Exercise
Turn every line of the entries below into a JSON list of strings, one string per line, leaving out any blank lines.

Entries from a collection
------------------------------------------------

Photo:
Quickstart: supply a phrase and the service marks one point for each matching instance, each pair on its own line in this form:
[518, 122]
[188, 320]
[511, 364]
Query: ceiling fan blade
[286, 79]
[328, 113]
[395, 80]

------------------------------------------------

Exercise solution
[
  "Photo:",
  "Quickstart: supply a phrase and the service marks one point for each matching instance, each pair on its own line in this form:",
  "[518, 122]",
  "[188, 320]",
  "[511, 364]",
  "Query: ceiling fan blade",
  "[286, 79]",
  "[328, 113]",
  "[395, 80]"
]